══ Supplied records ══

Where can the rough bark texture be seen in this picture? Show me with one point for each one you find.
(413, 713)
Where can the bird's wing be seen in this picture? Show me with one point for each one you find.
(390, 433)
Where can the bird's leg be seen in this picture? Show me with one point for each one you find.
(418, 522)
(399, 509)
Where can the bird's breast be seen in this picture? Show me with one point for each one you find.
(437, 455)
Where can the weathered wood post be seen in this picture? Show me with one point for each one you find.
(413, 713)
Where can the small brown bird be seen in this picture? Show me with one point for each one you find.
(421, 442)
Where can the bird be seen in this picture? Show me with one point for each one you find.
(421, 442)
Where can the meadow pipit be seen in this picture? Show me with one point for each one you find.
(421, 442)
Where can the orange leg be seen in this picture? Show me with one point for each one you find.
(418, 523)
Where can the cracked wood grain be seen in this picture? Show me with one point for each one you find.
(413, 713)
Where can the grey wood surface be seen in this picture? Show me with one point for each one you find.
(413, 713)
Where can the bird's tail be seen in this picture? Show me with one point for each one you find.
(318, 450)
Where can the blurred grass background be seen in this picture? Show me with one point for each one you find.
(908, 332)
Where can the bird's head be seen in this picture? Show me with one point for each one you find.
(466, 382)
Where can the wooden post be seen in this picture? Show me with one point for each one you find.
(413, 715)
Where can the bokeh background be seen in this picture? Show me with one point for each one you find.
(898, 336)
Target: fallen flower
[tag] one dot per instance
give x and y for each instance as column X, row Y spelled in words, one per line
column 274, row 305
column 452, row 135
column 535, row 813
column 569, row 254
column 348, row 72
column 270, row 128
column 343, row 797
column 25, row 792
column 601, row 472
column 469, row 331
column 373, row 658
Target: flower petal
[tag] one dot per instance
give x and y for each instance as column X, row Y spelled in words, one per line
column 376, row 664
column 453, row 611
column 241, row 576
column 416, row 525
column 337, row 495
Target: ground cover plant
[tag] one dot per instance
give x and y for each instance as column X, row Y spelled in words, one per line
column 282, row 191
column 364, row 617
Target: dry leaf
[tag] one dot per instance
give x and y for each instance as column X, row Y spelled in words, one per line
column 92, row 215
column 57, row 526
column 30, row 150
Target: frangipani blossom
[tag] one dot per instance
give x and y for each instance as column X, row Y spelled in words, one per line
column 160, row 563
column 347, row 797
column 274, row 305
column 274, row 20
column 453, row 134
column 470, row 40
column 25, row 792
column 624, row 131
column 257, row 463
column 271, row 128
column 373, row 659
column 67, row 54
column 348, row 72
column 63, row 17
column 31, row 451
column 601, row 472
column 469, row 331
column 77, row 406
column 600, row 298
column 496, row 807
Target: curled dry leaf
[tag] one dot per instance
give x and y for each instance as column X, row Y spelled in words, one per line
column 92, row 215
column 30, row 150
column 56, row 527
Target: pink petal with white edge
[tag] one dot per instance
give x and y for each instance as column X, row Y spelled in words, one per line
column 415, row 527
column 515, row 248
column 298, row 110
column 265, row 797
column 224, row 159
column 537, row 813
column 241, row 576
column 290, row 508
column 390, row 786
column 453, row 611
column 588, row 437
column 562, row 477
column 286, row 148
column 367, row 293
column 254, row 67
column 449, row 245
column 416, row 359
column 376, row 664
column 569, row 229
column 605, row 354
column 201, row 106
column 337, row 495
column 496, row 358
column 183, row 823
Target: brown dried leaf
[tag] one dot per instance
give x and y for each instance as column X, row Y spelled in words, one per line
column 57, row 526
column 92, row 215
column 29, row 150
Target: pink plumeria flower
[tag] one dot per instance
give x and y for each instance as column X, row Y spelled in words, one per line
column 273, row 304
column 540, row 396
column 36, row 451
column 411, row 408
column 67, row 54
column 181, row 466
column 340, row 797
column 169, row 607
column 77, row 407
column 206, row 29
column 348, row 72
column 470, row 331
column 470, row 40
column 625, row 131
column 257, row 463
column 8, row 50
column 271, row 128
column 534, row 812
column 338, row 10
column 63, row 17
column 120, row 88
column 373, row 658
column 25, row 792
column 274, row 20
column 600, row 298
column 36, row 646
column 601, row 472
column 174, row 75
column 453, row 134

═══

* Work order: Extract all of the data shown above without alteration.

* Solved exercise:
Where can the rough bark texture be seen in this picture? Show me with one point for each one you find.
(413, 713)
Where can the bird's wing be seen in this picture? Show me with one point for each one you find.
(390, 433)
Where can the bird's leg be seen in this picture? Show me with one point for each one you find.
(418, 522)
(399, 509)
Where can the bird's breast be seen in this picture? Show me with one point for each one you find.
(437, 455)
Where can the weathered wood post be seen in this picture? Show me with one point for each one you find.
(413, 713)
Where can the small brown bird be seen in this picture? Show me with one point for each one you find.
(421, 442)
Where can the bird be seen in this picture? Show me with one point for each one you find.
(421, 442)
Where can the meadow pipit be seen in this picture? Show me with one point for each one you find.
(421, 442)
Where can the orange leg be seen in this picture? Show me with one point for each one you find.
(418, 523)
Where can the cracked wood grain be seen in this picture? Show me with one point for each one you find.
(413, 713)
Where can the grey wood surface be seen in this picture? Show me with one point for each one you find.
(413, 713)
Where can the bird's tail be seen in this picture? Show me with one point for each one you find.
(318, 450)
Where can the blurred grass background be seen in this picture? Show me with one point for each one you find.
(908, 332)
Where can the bird's head be seen in this picture? Show me with one point for each one you find.
(466, 382)
Where can the wooden post be seen in this picture? Show me with one point for each one you find.
(413, 715)
Where can the bokeh background be seen in this picture? Show me with one point for each one you find.
(898, 336)
Target: fallen flower
[tag] one dot per instance
give x and y for each instance as column X, row Y spelled in words, one per line
column 274, row 305
column 452, row 135
column 535, row 813
column 569, row 254
column 348, row 72
column 270, row 128
column 343, row 797
column 25, row 792
column 601, row 472
column 469, row 331
column 373, row 658
Target: flower petal
[tag] one dot per instance
give x and y for each instance as column X, row Y spelled in words, one per line
column 376, row 664
column 453, row 611
column 241, row 576
column 416, row 525
column 337, row 495
Target: ground cover plant
[tag] one dot per instance
give x and y for each instance as column X, row Y spelled in words, one per line
column 282, row 191
column 364, row 617
Target: dry leaf
[tag] one dot per instance
give x and y for each instance as column X, row Y spelled in words, one per line
column 92, row 215
column 57, row 526
column 30, row 150
Target: frangipani blossom
[tag] one dot per instance
give x and y for each instance as column X, row Y spelled in words, one per line
column 160, row 563
column 347, row 797
column 274, row 305
column 274, row 20
column 453, row 134
column 470, row 40
column 25, row 792
column 624, row 131
column 257, row 463
column 271, row 128
column 373, row 659
column 67, row 54
column 348, row 72
column 63, row 17
column 31, row 451
column 601, row 472
column 469, row 331
column 77, row 406
column 600, row 298
column 496, row 807
Target: curled dry leaf
[tag] one dot per instance
give x and y for each instance as column X, row Y spelled in words, one per line
column 92, row 215
column 30, row 150
column 56, row 527
Target: pink petal with white edge
[tag] one dot per instance
give x and y for each instance as column X, row Y spelled in words, one per line
column 415, row 527
column 515, row 248
column 298, row 110
column 265, row 797
column 224, row 159
column 537, row 813
column 241, row 576
column 290, row 508
column 390, row 786
column 453, row 611
column 588, row 437
column 562, row 477
column 286, row 148
column 367, row 293
column 254, row 67
column 449, row 245
column 416, row 359
column 376, row 664
column 569, row 229
column 605, row 354
column 201, row 106
column 337, row 495
column 496, row 358
column 183, row 823
Target: brown dried leaf
[tag] one dot per instance
give x and y for each instance as column X, row Y spelled in words, one per line
column 57, row 526
column 92, row 215
column 29, row 150
Target: pink plumeria flower
[tag] one dot per instance
give x and y for each instance as column X, row Y spelled in words, one per line
column 273, row 304
column 540, row 396
column 36, row 451
column 411, row 408
column 67, row 54
column 181, row 466
column 340, row 797
column 169, row 607
column 77, row 407
column 206, row 29
column 348, row 72
column 470, row 331
column 470, row 40
column 625, row 131
column 257, row 463
column 8, row 50
column 271, row 128
column 534, row 812
column 338, row 10
column 63, row 17
column 120, row 88
column 373, row 658
column 25, row 792
column 274, row 20
column 600, row 298
column 36, row 646
column 601, row 472
column 174, row 75
column 453, row 134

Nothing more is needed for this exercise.